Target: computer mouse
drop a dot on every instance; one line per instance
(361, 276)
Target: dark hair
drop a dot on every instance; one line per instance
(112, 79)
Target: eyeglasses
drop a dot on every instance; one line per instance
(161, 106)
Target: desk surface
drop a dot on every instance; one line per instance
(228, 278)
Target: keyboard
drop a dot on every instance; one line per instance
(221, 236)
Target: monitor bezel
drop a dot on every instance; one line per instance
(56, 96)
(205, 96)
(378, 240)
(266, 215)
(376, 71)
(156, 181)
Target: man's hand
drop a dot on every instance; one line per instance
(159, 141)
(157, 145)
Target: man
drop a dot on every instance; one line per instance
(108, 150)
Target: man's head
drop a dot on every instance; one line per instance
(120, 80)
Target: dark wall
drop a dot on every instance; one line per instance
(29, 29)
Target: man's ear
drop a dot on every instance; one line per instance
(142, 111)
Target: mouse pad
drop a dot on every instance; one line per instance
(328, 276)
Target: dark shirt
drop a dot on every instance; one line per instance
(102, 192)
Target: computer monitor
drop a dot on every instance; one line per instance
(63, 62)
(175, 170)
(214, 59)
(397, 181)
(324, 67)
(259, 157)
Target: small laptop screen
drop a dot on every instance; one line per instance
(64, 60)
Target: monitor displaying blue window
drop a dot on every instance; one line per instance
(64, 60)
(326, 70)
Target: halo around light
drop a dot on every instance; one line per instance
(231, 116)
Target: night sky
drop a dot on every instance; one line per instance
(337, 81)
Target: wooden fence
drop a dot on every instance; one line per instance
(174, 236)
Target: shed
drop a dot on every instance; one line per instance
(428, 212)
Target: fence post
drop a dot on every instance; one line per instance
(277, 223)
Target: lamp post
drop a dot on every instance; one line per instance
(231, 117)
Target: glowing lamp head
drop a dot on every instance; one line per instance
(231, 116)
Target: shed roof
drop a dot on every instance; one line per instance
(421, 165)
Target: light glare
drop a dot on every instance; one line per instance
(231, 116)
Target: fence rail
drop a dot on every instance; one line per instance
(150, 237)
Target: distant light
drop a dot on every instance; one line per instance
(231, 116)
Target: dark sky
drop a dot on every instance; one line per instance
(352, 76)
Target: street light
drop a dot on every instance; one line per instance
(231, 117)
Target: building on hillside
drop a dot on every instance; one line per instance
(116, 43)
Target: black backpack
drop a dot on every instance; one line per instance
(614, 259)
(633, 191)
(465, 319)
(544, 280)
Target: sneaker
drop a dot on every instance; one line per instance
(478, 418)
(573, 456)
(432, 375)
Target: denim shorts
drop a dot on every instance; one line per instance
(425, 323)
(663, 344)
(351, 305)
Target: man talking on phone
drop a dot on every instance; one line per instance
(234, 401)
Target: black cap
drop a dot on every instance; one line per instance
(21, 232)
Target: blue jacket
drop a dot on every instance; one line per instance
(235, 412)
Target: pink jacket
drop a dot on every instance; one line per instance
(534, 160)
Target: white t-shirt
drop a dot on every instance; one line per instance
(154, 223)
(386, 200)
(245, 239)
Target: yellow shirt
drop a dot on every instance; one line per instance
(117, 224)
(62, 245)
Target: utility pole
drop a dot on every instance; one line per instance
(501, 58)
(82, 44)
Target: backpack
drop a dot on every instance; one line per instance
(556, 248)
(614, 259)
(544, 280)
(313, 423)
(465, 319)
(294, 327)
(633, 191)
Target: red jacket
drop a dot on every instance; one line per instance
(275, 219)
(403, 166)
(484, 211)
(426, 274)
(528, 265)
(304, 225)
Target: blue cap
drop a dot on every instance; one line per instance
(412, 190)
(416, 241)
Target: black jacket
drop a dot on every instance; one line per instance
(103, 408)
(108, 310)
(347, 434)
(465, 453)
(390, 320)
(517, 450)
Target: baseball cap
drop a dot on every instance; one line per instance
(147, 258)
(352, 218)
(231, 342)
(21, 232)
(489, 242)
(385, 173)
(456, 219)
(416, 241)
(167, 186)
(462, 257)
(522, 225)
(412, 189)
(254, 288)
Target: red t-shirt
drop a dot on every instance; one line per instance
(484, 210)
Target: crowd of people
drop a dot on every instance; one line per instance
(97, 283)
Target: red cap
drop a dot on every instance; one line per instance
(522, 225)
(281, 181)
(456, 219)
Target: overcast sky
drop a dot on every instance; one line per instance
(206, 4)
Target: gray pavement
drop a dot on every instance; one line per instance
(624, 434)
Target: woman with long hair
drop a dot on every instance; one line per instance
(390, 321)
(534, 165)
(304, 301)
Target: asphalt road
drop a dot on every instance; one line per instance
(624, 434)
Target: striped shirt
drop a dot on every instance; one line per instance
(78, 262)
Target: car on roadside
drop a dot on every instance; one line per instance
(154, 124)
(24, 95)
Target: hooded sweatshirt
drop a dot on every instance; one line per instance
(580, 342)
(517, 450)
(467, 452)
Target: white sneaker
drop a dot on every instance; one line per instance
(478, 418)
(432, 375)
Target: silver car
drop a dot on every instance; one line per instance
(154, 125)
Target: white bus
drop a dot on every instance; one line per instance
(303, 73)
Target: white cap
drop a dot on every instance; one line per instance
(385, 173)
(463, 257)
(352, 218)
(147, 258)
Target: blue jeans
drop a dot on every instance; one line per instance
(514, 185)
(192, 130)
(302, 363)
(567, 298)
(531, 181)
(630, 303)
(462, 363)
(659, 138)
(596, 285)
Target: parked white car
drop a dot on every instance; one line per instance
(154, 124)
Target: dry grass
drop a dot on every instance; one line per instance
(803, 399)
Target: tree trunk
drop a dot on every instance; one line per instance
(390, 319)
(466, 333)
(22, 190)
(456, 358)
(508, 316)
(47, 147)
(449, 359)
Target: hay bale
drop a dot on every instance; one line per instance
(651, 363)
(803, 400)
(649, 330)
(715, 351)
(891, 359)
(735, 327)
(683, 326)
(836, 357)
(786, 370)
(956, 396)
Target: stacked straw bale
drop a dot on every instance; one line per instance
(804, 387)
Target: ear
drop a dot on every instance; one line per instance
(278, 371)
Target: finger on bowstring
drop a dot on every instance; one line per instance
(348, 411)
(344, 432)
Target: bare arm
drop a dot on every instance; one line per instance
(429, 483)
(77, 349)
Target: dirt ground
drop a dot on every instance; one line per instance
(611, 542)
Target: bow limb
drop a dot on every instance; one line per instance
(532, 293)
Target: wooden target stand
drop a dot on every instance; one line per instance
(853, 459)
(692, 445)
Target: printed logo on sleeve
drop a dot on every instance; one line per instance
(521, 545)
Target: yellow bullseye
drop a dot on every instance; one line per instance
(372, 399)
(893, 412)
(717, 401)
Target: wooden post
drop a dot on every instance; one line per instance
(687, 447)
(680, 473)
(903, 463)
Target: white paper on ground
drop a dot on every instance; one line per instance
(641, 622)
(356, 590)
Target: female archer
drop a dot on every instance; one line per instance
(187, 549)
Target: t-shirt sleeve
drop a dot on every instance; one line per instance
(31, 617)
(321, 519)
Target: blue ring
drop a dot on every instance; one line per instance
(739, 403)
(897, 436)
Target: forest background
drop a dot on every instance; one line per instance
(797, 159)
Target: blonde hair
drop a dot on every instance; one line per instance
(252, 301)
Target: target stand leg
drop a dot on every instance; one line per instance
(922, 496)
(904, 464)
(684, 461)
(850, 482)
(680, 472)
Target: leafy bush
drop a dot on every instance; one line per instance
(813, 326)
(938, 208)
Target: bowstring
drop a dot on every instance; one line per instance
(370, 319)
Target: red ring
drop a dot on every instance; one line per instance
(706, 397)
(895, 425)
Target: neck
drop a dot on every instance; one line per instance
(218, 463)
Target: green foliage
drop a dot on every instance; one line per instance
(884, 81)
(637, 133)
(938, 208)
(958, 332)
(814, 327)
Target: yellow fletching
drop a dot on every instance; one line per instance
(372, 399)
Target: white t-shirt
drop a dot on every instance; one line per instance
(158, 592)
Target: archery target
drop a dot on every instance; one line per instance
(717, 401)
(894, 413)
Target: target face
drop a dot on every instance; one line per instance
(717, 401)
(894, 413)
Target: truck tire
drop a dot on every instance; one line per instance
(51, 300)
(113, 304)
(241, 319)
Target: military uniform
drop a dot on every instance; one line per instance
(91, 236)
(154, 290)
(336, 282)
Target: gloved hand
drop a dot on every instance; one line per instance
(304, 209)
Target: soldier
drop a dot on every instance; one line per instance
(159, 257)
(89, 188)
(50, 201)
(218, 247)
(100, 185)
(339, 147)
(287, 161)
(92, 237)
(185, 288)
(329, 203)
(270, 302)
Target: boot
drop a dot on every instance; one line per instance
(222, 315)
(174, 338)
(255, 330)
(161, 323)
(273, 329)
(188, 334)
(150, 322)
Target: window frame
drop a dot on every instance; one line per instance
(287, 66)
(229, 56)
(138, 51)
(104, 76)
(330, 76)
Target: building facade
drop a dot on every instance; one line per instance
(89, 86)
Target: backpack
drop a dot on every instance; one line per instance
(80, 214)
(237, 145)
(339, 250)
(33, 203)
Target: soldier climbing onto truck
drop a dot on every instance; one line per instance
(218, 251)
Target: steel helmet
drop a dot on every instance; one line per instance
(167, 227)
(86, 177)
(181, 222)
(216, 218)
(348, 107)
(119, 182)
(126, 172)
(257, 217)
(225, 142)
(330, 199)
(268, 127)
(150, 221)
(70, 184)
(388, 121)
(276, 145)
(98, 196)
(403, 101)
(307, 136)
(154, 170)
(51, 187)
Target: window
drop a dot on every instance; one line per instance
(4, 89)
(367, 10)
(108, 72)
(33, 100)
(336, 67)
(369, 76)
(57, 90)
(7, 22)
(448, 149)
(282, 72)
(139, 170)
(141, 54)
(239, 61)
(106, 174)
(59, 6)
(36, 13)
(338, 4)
##########
▶ _Your objective_
Find the string "post" in the records, then copy each line where it occurs.

▶ _Answer section_
Target: fence post
Target: lamp post
Target: wooden post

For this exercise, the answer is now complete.